*Document:*
*-*-*

A No-Nonsense Marketing Smart Tip May 3 2006

Content is king – or so goes the cliché.

That’s why one of our key assumptions in the HD radio equation has been to craft a wide variety of content options that will draw listeners like bees to honey.

But here’s the thing:

The utility of HD radio is largely dependent on the purchase of a new radio. It’s only great if you can hear it (assuming it is great then).

That means we can’t simply provide listeners with more options and get out of their way. We have to actually move hardware. Somebody, somewhere, needs to buy a radio. Yet what listeners want to hear and what they want to buy are certainly two different things.

Is your radio “broken”?

The real competitor to HD radio is not satellite radio. It’s not the iPod. It’s the radio in your car, on your desk, and in your living room. And folks will only purchase a new radio if they view their current one as “broken” – that is, if they view current content or technology options as deficient (this, for example, is why satellite radio is increasingly the home of “premium” content – because “premium” content makes “free” content look deficient – it “breaks” your radio).

*-*-*

Entries from an annotation dataset:

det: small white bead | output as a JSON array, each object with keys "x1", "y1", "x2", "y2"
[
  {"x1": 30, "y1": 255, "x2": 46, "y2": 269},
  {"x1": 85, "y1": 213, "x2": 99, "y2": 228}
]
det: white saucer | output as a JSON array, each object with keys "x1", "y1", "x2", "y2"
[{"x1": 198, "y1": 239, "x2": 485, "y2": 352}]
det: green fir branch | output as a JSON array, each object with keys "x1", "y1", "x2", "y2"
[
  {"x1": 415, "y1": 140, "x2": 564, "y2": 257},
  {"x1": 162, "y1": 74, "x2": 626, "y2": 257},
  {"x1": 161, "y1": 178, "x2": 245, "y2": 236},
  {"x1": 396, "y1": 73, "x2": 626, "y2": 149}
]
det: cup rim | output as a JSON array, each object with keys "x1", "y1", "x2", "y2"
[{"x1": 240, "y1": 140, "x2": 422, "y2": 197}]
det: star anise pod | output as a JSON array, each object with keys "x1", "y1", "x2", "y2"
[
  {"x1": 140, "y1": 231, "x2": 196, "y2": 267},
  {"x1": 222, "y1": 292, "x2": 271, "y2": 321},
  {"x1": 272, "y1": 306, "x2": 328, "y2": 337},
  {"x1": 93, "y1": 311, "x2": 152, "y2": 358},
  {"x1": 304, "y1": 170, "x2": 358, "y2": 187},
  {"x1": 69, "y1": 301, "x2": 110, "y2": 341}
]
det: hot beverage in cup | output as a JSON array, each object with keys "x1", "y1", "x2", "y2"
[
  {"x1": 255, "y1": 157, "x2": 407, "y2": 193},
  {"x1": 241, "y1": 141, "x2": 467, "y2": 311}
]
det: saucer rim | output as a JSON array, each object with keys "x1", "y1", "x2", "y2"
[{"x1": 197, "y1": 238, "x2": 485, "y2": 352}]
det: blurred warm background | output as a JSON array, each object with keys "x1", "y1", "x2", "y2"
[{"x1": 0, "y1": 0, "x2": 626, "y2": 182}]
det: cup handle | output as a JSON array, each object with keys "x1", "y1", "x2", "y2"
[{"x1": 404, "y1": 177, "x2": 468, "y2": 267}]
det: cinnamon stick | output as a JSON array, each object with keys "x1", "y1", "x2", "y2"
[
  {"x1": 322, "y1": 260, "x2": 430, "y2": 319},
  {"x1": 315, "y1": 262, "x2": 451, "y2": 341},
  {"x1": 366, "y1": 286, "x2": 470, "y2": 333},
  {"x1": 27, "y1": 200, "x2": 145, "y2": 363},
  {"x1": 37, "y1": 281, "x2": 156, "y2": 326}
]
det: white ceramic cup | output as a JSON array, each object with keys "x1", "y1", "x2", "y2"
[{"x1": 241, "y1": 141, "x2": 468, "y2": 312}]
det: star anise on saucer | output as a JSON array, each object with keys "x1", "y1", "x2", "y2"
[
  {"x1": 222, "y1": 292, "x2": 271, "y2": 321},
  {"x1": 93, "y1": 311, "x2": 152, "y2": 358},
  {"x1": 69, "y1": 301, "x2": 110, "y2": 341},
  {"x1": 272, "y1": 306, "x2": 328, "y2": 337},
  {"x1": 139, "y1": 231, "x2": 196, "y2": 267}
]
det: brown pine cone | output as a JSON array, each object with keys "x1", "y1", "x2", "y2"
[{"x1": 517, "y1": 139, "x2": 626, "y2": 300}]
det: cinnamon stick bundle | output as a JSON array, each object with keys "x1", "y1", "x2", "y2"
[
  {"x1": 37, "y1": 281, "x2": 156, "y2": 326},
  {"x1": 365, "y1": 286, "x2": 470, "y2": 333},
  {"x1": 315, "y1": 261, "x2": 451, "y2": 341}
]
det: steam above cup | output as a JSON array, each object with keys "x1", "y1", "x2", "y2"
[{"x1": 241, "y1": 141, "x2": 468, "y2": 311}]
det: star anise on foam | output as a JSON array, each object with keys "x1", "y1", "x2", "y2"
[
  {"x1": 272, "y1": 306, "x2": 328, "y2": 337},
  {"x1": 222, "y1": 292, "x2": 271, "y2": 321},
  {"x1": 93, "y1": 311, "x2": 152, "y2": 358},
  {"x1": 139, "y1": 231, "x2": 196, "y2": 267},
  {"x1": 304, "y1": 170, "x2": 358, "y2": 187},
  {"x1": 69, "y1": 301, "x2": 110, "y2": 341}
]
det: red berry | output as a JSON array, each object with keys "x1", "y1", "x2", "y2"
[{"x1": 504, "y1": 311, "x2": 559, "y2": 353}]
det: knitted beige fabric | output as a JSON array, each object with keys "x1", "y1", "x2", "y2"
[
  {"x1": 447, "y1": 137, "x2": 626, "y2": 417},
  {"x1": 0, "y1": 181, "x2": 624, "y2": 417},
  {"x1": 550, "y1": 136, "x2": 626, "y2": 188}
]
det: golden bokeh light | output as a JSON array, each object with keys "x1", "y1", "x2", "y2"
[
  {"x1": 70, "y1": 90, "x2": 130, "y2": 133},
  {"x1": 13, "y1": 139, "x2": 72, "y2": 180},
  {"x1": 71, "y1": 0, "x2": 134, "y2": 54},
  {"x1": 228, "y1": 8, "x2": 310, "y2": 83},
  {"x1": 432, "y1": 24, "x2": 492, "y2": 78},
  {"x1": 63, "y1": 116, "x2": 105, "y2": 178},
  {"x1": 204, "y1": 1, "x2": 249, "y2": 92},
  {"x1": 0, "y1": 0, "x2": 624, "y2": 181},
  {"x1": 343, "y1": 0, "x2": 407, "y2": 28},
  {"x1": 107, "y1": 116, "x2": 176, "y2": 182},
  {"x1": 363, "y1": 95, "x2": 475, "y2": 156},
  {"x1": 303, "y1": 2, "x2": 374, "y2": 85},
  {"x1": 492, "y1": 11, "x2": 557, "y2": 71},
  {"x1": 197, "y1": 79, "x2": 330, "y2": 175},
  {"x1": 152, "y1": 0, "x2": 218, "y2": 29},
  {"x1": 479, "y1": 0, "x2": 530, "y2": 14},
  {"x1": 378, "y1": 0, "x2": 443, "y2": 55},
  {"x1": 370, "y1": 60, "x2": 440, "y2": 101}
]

*-*-*

*Jobs:*
1: Answer these questions from the HD radio tip, one per line:
(a) What cliché does the tip open with?
(b) The usefulness of HD radio depends largely on the purchase of what?
(c) What does the tip call the real competitor to HD radio?
2: Edit the HD radio tip by writing out everything from "A No-Nonsense Marketing" down to "two different things.", with "hardware" changed to "equipment".
These rows have nothing to do with the HD radio tip.

*Answers to each task:*
1:
(a) Content is king.
(b) A new radio.
(c) The radio in your car, on your desk, and in your living room.

2:
A No-Nonsense Marketing Smart Tip May 3 2006

Content is king – or so goes the cliché.

That’s why one of our key assumptions in the HD radio equation has been to craft a wide variety of content options that will draw listeners like bees to honey.

But here’s the thing:

The utility of HD radio is largely dependent on the purchase of a new radio. It’s only great if you can hear it (assuming it is great then).

That means we can’t simply provide listeners with more options and get out of their way. We have to actually move equipment. Somebody, somewhere, needs to buy a radio. Yet what listeners want to hear and what they want to buy are certainly two different things.